WORK TO BE COMPLETED>
Show all lines of the listing that hold the word "tree".

SUPPLIED MATERIAL>
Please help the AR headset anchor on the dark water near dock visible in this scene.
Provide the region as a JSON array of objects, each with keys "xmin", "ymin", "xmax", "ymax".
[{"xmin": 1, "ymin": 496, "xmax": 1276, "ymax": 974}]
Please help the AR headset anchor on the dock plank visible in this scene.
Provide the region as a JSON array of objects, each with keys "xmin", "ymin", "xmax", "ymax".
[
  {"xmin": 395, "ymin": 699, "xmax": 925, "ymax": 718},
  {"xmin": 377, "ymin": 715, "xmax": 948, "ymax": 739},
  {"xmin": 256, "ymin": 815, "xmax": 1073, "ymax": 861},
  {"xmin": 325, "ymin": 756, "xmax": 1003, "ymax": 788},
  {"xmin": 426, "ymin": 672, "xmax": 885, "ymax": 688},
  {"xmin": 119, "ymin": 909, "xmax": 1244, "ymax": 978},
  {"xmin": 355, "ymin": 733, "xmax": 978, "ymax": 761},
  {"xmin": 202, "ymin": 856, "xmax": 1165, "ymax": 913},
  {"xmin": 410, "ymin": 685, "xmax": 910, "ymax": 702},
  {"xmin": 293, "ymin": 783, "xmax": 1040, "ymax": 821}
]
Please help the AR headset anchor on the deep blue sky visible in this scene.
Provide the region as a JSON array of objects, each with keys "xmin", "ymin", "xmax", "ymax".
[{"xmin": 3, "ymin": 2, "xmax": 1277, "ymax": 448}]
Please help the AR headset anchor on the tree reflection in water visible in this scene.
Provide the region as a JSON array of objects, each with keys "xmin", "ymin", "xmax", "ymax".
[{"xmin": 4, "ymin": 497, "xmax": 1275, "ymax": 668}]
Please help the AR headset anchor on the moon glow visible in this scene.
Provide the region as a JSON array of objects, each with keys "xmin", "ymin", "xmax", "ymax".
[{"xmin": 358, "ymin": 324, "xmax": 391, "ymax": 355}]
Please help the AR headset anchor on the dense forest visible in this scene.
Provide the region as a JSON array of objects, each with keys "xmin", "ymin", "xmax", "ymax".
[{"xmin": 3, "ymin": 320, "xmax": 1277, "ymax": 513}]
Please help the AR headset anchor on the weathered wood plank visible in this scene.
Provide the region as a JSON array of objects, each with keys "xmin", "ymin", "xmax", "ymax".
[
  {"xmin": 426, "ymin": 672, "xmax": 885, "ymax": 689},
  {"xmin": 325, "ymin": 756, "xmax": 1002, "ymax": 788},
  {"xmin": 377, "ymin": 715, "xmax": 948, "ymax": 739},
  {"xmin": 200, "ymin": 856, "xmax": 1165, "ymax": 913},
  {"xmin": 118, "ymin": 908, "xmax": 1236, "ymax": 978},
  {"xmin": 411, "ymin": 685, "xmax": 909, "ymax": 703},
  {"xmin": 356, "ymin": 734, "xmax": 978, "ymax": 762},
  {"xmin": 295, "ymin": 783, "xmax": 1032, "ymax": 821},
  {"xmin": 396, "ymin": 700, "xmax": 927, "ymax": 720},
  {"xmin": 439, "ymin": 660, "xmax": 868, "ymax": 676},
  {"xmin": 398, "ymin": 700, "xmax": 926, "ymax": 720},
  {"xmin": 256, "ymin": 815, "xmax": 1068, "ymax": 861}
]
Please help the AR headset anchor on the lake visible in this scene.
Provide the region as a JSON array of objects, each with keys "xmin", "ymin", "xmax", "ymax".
==
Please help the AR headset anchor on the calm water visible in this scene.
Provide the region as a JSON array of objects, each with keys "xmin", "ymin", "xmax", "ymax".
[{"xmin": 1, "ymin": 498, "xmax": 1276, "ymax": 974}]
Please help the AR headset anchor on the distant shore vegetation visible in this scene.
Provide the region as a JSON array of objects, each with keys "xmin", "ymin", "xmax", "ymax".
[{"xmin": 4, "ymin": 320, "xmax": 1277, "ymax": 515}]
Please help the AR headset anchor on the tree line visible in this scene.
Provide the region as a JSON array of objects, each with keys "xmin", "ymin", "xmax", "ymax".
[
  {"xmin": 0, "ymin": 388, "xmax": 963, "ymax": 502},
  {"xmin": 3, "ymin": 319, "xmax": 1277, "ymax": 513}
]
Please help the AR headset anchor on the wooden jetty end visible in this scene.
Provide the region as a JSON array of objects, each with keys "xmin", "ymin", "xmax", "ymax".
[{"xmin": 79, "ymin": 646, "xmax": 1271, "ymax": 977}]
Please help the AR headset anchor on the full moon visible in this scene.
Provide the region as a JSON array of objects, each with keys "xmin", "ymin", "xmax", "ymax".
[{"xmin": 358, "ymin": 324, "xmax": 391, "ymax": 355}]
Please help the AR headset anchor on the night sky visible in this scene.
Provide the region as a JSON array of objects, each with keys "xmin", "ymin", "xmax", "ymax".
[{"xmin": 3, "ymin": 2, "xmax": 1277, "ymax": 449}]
...
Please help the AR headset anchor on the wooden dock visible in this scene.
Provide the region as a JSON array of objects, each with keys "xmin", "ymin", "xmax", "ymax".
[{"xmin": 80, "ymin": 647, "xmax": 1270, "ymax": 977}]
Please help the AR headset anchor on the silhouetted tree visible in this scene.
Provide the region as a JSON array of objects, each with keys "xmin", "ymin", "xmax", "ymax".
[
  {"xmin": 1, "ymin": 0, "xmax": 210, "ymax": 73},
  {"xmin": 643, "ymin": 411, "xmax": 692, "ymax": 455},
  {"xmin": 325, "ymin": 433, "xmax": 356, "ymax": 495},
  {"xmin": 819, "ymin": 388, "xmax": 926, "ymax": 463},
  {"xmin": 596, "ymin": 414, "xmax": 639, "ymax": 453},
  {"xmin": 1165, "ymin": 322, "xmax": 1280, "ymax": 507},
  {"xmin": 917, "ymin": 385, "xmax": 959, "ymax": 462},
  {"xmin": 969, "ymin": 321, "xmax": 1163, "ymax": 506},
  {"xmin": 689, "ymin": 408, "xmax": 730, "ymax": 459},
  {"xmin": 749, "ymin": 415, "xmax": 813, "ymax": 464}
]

RESPONSE FOR THIS EXERCISE>
Please help the AR headset anchor on the tree reflection in water visible in this scene.
Please help the AR headset anchor on the tree line visible in this scene.
Please help the AR headset anchor on the silhouetted tree visible in this scene.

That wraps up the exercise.